======== Dataset entries

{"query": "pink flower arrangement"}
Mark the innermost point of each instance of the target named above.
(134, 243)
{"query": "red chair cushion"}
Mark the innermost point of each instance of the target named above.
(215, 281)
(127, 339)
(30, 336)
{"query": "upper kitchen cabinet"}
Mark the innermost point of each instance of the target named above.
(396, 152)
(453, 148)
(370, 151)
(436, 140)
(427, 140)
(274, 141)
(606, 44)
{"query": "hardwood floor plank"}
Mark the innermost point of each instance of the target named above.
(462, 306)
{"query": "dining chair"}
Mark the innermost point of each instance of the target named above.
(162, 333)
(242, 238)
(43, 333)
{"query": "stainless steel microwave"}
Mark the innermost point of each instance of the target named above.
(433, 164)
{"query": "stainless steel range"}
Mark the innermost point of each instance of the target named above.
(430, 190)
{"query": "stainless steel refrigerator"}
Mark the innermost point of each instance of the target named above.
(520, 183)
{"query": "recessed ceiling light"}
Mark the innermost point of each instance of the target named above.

================

Write out all of the rows above again, changing every "stainless steel" to "black" and leaving everything else the same.

• Finished exercise:
{"query": "pink flower arrangement"}
Mark the innermost point of each instance of the target named above.
(134, 243)
{"query": "red chair cushion"}
Mark the innermost point of each instance of the target named above.
(215, 281)
(127, 339)
(30, 336)
{"query": "upper kitchen cabinet"}
Mark the innermost point of each instance of the target named above.
(396, 152)
(453, 148)
(370, 151)
(436, 140)
(427, 140)
(274, 141)
(606, 44)
{"query": "hardwood floor plank"}
Mark the innermost point of each instance of the target named above.
(462, 306)
{"query": "dining chair"}
Mark the innermost point of each instance of the target named above.
(162, 333)
(242, 238)
(43, 333)
{"query": "black microwave"}
Mark the innermost point of each instance of the target named above.
(433, 164)
{"query": "black range"}
Mark the innermost point of each instance of the target named above.
(430, 190)
{"query": "black refrigerator"}
Mark the innermost point of each instance of the target named above.
(520, 183)
{"query": "recessed ceiling light"}
Mark the innermost point of each instance of the target named above.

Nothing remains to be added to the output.